Stated problem
Rewrite the records below, changing "wall" to "door" wherever it occurs and leaving everything else untouched.
** BEGIN Task inputs **
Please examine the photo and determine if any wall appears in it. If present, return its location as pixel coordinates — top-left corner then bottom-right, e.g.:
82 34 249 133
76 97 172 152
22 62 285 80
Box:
** END Task inputs **
Task result
Please examine the photo and determine if any door appears in it. If present, return its location as pixel coordinates — top-left corner then bottom-right, e.g.:
82 34 249 133
76 97 172 152
22 62 285 80
Box:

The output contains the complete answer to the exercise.